* [Source text]
The processes provided by the present disclosure are not inherently
related to any particular computer or other specific apparatus. In
particular, various general-purpose machines find use with programs
written in accordance with the teachings herein. However, in some
embodiments, a specialized apparatus is constructed to perform the
required method operations. One embodiment of a particular
structure for a variety of these machines is described below.
[0310] In addition, certain embodiments of the present disclosure
relate to computer readable media or computer program products that
include program instructions and/or data (including data
structures) for performing various computer-implemented operations.
Examples of computer-readable media include, but are not limited
to, magnetic media such as hard disks; optical media such as CD-ROM
devices and holographic devices; magneto-optical media; and
semiconductor memory devices such as flash memory. Hardware devices
such as read-only memory devices (ROM) and random access memory
devices (RAM) may be configured to store program instructions.
Hardware devices such as application-specific integrated circuits
(ASICs) and programmable logic devices (PLDs) may be configured to
store program instructions and execute. It is not intended that the
present disclosure be limited to any particular computer-readable
media or any other computer program products that include
instructions and/or data for performing computer-implemented
operations.
[0311] Examples of program instructions include, but are not
limited to low-level codes such as those produced by a compiler,
and files containing higher level code that may be executed by the
computer using an interpreter. Further, the program instructions
include, but are not limited to machine code, source code and any
other code that directly or indirectly controls operation of a
computing machine in accordance with the present disclosure. The
code may specify input, output, calculations, conditionals,
branches, iterative loops, etc.
[0312] In one illustrative example, code embodying methods
disclosed herein are embodied in a fixed media or transmissible
program component containing logic instructions and/or data that
when loaded into an appropriately configured computing device
causes the device to perform a simulated genetic operation (GO) on
one or more character string(s). FIG. 4 shows an example digital
device 800 that is a logical apparatus that can read instructions
from media 817, network port 819, user input keyboard 809, user
input 811, or other inputting means. Apparatus 800 can thereafter
use those instructions to direct statistical operations in data
space, e.g., to construct one or more data set(s) (e.g., to
determine a plurality of representative members of the data space).
One type of logical apparatus that can embody disclosed embodiments
is a computer system as in computer system 800 comprising CPU 807,
optional user input devices keyboard 809, and GUI pointing device
811, as well as peripheral components such as disk drives 815 and
monitor 805 (which displays GO modified character strings and
provides for simplified selection of subsets of such character
strings by a user. Fixed media 817 is optionally used to program
the overall system and can include, e.g., a disk-type optical or
magnetic media or other electronic memory storage element.
Communication port 819 can be used to program the system and can
represent any type of communication connection.
[0313] Certain embodiments can also be embodied within the
circuitry of an application specific integrated circuit (ASIC) or
programmable logic device (PLD). In such a case, the embodiments
are implemented in a computer readable descriptor language that can
be used to create an ASIC or PLD. Some embodiments of the present
disclosure are implemented within the circuitry or logic processors
of a variety of other digital apparatus, such as PDAs, laptop
computer systems, displays, image editing equipment, etc.

* [Task to carry out]
Extend the passage on computing hardware and media, starting right after its final sentence. The items after this are separate material, apart from the passage on computing hardware and media.

Stored entries:
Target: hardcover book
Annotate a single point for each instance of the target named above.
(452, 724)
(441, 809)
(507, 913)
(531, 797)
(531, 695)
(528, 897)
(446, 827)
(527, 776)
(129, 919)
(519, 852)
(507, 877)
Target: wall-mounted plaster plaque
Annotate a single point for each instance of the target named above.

* [Your response]
[0314] In some embodiments, the present disclosure relates to a
computer program product comprising one or more computer-readable
storage media having stored thereon computer-executable
instructions that, when executed by one or more processors of a
computer system, cause the computer system to implement a method
for virtual screening of protein variants and/or in silico directed
evolution of proteins having desired activity. Such a method may be
any method described herein such as those encompassed by the
Figures and pseudocode. In some embodiments, for example, the
method receives sequence data for a plurality of enzymes, creates
three-dimensional homology models of biological molecules, docks
the homology models of enzymes with one or more computational
representations of substrates, and derives structural data
regarding geometrical parameters with reference to the enzymes and
substrates. In some embodiments, the method can further develop
sequence activity models by filtering data with reference to the
modeled structural data. The variant libraries can be used in
re-iterative directed evolution, which can result in enzymes of
desired beneficial properties.
[0315] In some embodiments, the docking of the homology models of
enzymes with one or more computational representations of
substrates is conducted by a docking program on a computer system
that uses a computational representation of a ligand and
computational representations of the binding sites of a plurality
of variants in manners described herein. In various embodiments,
the docking program evaluates the binding energy between a pose of
the substrate and the enzyme. For a protein variant that
successfully docks with the ligand, the system determines
geometrical values with regard to the participating ligand and
protein. In various embodiments, the computer system constructs a
sequence activity model by training a support vector machine. In
various embodiments, the computer system uses genetic algorithms to
filter out uninformative data, thereby providing a subset of data
for training the support vector machine.
XI. Embodiments in Websites and Cloud Computing
[0316] The Internet includes computers, information appliances, and
computer networks that are interconnected through communication
links. The interconnected computers exchange information using
various services, such as electronic mail, ftp, the World Wide Web
("WWW") and other services, including secure services. The WWW
service can be understood as allowing a server computer system
(e.g., a Web server or a Web site) to send web pages of information
to a remote client information appliance or computer system. The
remote client computer system can then display the web pages.
Generally, each resource (e.g., computer or web page) of the WWW is
uniquely identifiable by a Uniform Resource Locator ("URL"). To
view or interact with a specific web page, a client computer system
specifies a URL for that web page in a request. The request is
forwarded to a server that supports that web page. When the server
receives the request, it sends that web page to the client
information system. When the client computer system receives that
web page, it can display the web page using a browser or can
interact with the web page or interface as otherwise provided. A
browser is a logic module that effects the requesting of web pages
and displaying or interacting with web pages.
[0317] Currently, displayable web pages are typically defined using
a Hyper Text Markup Language ("HTML"). HTML provides a standard set
of tags that define how a web page is to be displayed. An HTML
document contains various tags that control the displaying of text,
graphics, controls, and other features. The HTML document may
contain URLs of other Web pages available on that server computer
system or other server computer systems. URLs can also indicate
other types of interfaces, including such things as CGI scripts or
executable interfaces, that information appliances use to
communicate with remote information appliances or servers without
necessarily displaying information to a user.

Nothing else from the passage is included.